### STATED TASK:
Leave the pictures out and quote only the lines from the one with "Objective — one marker per instance of the kazakhstan" down to the end of the listing below.

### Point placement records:
===============

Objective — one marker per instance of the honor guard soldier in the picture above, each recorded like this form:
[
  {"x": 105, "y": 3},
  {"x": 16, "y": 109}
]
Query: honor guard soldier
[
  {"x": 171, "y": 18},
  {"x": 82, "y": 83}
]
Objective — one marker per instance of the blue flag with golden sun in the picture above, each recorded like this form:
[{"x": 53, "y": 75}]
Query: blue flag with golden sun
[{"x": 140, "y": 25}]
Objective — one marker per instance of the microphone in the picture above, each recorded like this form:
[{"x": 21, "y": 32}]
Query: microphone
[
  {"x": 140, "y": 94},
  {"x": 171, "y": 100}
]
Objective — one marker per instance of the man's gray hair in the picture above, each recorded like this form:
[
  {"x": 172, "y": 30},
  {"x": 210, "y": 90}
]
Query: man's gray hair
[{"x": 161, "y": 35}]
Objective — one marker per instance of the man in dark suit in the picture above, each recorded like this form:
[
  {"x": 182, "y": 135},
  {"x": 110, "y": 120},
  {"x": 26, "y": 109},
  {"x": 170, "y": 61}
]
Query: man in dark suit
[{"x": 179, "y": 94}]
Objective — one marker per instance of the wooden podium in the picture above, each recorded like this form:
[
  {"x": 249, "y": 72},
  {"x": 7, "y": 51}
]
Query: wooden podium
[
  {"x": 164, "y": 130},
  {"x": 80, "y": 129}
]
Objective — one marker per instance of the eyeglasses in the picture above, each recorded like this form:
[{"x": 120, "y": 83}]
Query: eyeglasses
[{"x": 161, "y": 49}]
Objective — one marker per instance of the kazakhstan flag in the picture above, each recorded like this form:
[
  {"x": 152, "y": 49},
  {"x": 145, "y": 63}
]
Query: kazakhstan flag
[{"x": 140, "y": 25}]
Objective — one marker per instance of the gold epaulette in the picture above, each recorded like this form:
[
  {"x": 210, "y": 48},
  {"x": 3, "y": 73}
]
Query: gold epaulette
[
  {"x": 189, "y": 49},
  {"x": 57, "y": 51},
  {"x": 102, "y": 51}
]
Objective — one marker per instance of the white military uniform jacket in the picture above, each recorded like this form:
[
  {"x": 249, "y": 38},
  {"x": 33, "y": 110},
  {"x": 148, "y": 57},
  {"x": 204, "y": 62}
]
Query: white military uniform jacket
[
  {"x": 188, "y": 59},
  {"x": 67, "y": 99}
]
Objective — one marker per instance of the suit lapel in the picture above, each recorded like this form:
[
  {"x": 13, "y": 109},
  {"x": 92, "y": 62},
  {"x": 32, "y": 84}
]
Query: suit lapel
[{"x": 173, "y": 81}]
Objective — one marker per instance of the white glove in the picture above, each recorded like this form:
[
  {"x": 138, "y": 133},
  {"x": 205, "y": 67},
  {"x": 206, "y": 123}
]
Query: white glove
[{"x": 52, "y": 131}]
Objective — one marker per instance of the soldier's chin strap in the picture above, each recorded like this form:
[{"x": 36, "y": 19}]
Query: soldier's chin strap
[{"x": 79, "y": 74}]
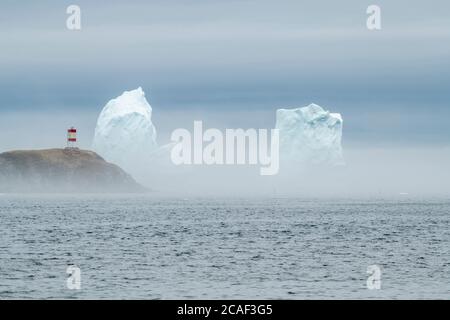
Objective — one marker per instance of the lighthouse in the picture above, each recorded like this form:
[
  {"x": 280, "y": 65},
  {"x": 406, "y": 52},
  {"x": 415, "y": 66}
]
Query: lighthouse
[{"x": 71, "y": 138}]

===============

### WRITTEN SOLUTION:
Objective — one marker per instance of the kazakhstan flag in the picture above, each recorded like this form:
[
  {"x": 152, "y": 49},
  {"x": 145, "y": 63}
]
Query: kazakhstan flag
[{"x": 140, "y": 25}]
Objective — one marker per instance of the gold epaulette in the picture above, each recorded like this form:
[
  {"x": 210, "y": 48},
  {"x": 3, "y": 73}
]
Query: gold epaulette
[
  {"x": 189, "y": 49},
  {"x": 57, "y": 51},
  {"x": 102, "y": 51}
]
Objective — one marker per instance of the white military uniform jacket in the picture above, each recorded like this form:
[
  {"x": 249, "y": 38},
  {"x": 33, "y": 110},
  {"x": 148, "y": 57},
  {"x": 204, "y": 62}
]
Query: white military uniform jacket
[
  {"x": 188, "y": 59},
  {"x": 67, "y": 99}
]
Objective — one marker per instance of the suit lapel in the picture above, each recorded like this form:
[
  {"x": 13, "y": 109},
  {"x": 92, "y": 62},
  {"x": 32, "y": 84}
]
Query: suit lapel
[{"x": 173, "y": 81}]
Objective — one marker per instance of the white glove in the picture above, each recorded like this form:
[
  {"x": 138, "y": 133},
  {"x": 205, "y": 67},
  {"x": 206, "y": 123}
]
Query: white glove
[{"x": 52, "y": 131}]
Objective — one marker per instance of the soldier's chin strap in the picture above, each recorded like this form:
[{"x": 36, "y": 19}]
Query: soldier's chin strap
[{"x": 79, "y": 74}]
Objective — one marker per instance of the lighthouse in the picture above, each recorded like this form:
[
  {"x": 280, "y": 65},
  {"x": 406, "y": 52},
  {"x": 415, "y": 66}
]
Query: lighthouse
[{"x": 71, "y": 138}]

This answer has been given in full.